A daily cup of coffee may reduce the oxidative damage to DNA by 12 percent, according to a pan-European study.

Researchers from the University of Vienna, Nestlé, and the University of Belgrade report that paper-filtered coffee – the most widely consumed form in Central Europe and the US – may protect against oxidative DNA-damage.

No changes in overall antioxidants status of the 38 participants were observed, according to findings published in Mutation Research/Fundamental and Molecular Mechanisms of Mutagenesis.

“It is conceivable that indirect effects such as reduced uptake of glucose via the gastrointestinal tract, which was seen with specific types of coffee and with chlorogenic acids may play a role as it is known that alterations of the energy metabolism may lead to reduced reactive oxygen species formation in the mitochondria,” wrote the researchers.

The study was funded by the Institute of Scientific Information on Coffee (ISIC) – a scientific consortium of European coffee companies.

Health benefits

A recent review by Mario Ferruzzi from Purdue University noted that coffee is one of the richest sources of polyphenols in the Western diet, with one cup of the stuff providing 350 milligrams of phenolics. Of these, the most abundant compounds coffee are chlorogenic acids, making up to 12 per cent of the green coffee bean. The most abundant of these compounds is caffeic acid (Physiology & Behavior, 2010, Vol. 100, pp. 33-41).

“A better understanding of how the beverage composition impacts phenolic profiles and their bioavailability is critical to development of beverage products designed to deliver specific health benefits,” he added.

The beverage, and its constituent ingredients, has come under increasing study with research linking it to reduced risk of diabetes, and improved liver health.

Coffee, one of the world's largest traded commodities produced in more than 60 countries and generating more than $70bn in retail sales a year, continues to spawn research and interest, and has been linked to reduced risks of certain diseases, especially of the liver and diabetes.
:::::
Answer from the coffee article:
(a) How many participants were in the study?
(b) Which organization funded the study?
(c) According to the review, how many milligrams of phenolics does one cup of coffee provide?
Use only the coffee article as your source.

Raw data:
:::::
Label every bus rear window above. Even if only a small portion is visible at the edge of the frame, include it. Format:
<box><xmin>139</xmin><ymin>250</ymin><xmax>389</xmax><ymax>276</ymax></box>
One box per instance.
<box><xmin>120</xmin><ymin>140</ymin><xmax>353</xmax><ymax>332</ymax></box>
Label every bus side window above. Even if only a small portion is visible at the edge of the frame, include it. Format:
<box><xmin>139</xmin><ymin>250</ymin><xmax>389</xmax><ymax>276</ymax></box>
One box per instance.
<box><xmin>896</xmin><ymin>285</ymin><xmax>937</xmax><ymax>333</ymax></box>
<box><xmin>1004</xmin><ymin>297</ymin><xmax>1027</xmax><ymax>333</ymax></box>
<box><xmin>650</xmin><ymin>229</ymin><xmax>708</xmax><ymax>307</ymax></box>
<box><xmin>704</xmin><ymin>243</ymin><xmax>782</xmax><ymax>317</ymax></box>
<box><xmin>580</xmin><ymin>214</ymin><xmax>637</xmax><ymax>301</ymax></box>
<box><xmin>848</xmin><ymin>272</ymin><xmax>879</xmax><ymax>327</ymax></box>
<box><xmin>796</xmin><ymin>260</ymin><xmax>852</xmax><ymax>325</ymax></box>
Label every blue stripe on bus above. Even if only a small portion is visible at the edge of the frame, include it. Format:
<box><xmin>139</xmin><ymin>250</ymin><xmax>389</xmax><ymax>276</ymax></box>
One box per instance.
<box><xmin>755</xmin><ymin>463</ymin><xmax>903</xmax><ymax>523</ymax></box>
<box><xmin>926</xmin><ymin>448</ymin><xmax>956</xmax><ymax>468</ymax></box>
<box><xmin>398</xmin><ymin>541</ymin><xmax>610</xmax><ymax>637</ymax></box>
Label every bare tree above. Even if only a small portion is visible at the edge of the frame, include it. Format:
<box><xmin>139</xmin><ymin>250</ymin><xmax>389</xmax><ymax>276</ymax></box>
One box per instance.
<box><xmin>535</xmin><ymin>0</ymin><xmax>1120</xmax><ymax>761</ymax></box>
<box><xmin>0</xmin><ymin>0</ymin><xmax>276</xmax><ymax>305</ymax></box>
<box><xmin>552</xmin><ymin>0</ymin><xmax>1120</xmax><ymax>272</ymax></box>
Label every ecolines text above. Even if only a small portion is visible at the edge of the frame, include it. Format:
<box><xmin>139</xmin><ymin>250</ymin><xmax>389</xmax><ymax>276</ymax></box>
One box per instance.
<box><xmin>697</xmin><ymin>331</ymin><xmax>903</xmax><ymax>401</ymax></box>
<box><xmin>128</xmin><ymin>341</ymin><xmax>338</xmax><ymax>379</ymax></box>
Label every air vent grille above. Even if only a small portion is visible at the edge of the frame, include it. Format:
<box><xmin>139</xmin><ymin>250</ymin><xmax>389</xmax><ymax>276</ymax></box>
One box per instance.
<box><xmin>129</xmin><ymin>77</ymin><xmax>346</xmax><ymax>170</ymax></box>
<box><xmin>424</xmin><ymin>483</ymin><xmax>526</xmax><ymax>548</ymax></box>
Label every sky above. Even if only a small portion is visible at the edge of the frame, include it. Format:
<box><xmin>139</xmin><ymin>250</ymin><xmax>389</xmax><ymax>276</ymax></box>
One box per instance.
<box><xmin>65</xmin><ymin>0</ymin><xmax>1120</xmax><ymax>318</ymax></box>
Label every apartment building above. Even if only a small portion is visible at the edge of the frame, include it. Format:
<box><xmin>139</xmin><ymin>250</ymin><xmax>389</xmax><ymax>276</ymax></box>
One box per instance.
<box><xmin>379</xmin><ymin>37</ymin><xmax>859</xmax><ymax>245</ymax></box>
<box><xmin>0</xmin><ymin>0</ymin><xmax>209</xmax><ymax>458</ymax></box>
:::::
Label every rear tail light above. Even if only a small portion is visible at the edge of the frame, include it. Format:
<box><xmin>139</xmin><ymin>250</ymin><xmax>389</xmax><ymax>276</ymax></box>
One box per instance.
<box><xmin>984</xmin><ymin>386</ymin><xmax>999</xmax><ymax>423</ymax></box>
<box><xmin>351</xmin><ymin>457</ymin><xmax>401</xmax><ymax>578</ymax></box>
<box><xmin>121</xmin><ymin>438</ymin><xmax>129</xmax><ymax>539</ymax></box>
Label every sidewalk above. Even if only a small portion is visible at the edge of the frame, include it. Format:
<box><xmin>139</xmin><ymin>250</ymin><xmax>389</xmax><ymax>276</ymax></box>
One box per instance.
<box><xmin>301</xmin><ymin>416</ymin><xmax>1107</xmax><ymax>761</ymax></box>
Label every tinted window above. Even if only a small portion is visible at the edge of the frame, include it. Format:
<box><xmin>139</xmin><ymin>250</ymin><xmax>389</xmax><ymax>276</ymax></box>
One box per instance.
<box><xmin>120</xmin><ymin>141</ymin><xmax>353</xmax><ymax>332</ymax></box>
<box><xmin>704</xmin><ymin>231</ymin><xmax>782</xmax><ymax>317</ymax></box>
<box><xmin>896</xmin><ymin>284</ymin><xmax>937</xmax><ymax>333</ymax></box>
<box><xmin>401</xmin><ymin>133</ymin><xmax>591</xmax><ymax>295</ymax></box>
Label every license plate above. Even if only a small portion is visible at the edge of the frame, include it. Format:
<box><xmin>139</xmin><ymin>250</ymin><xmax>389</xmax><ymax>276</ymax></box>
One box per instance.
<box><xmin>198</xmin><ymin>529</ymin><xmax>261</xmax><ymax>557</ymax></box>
:::::
Result for this exercise:
(a) 38
(b) The Institute of Scientific Information on Coffee (ISIC)
(c) 350 milligrams